Written request:
Please collect every line of the records below that contains the word "tiled". Copy each of those lines in full.

Available records:
** START **

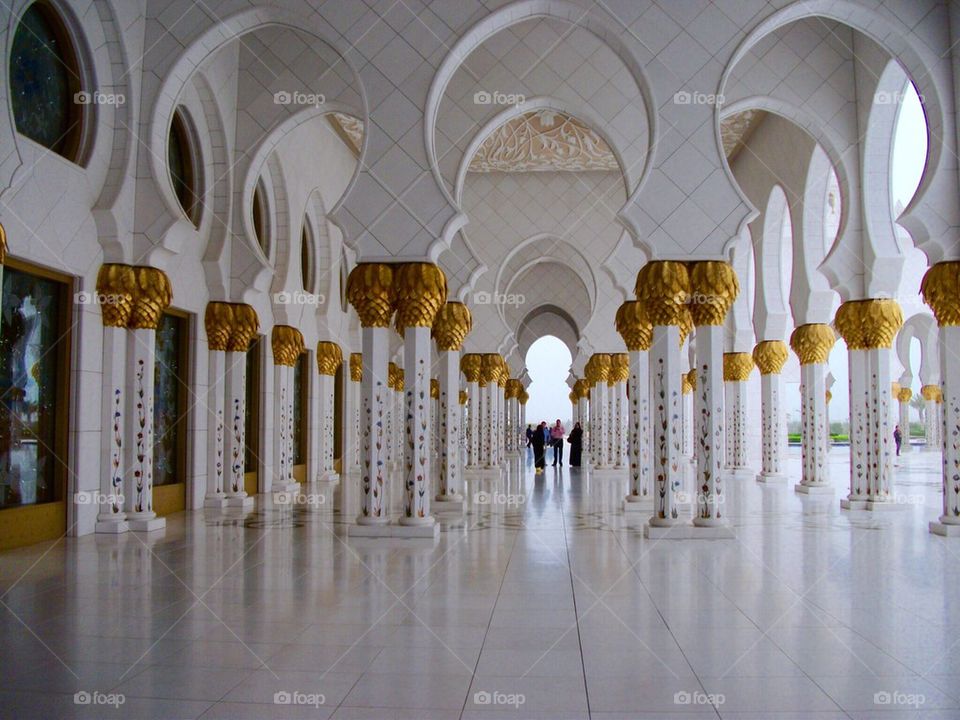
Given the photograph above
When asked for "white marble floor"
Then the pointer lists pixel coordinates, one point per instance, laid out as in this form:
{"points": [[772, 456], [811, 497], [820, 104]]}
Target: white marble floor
{"points": [[553, 608]]}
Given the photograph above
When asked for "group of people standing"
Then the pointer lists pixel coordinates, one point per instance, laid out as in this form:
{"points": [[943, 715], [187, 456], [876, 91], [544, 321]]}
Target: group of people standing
{"points": [[544, 436]]}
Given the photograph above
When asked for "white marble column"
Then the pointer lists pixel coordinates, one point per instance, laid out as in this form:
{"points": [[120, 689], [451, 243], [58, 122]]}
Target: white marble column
{"points": [[111, 517], [640, 490], [930, 394], [665, 421], [812, 342], [737, 368], [708, 409], [375, 402], [138, 458], [353, 434], [470, 365], [939, 290], [903, 399], [329, 359], [287, 345], [868, 327], [450, 487], [770, 357]]}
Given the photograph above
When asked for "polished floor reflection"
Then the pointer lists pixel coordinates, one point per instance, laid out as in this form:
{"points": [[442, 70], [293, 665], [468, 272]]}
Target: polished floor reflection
{"points": [[541, 602]]}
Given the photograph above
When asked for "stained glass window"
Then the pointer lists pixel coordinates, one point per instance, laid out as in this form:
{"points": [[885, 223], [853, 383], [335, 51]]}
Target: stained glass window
{"points": [[184, 175], [32, 398], [45, 82], [169, 406]]}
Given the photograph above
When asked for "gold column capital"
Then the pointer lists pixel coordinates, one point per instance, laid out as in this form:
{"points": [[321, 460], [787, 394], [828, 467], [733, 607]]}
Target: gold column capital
{"points": [[812, 342], [370, 291], [940, 289], [663, 286], [619, 368], [420, 289], [470, 366], [770, 356], [329, 357], [356, 367], [634, 326], [737, 367], [713, 288], [218, 322], [869, 324], [287, 344], [246, 324], [451, 325], [489, 369], [151, 296], [116, 286]]}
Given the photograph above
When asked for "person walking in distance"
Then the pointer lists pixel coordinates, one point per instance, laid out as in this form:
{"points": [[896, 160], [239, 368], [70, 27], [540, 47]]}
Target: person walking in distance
{"points": [[556, 439], [538, 442]]}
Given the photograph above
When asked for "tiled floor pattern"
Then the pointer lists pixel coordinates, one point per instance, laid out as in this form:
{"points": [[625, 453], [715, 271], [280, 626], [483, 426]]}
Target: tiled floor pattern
{"points": [[812, 612]]}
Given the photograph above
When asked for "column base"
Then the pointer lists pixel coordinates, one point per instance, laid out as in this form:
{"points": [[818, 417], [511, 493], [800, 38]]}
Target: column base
{"points": [[394, 530], [873, 505], [447, 503], [813, 489], [111, 527], [215, 502], [148, 522], [686, 531], [607, 471], [242, 501], [772, 478], [638, 504], [483, 473], [944, 529]]}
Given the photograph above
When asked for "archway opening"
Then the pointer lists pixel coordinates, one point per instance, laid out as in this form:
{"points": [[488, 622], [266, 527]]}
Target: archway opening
{"points": [[548, 364]]}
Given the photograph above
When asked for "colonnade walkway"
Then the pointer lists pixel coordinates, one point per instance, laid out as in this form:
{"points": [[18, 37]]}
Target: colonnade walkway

** END **

Complete response:
When asked for "tiled floor pattern"
Target: tiled floor pattern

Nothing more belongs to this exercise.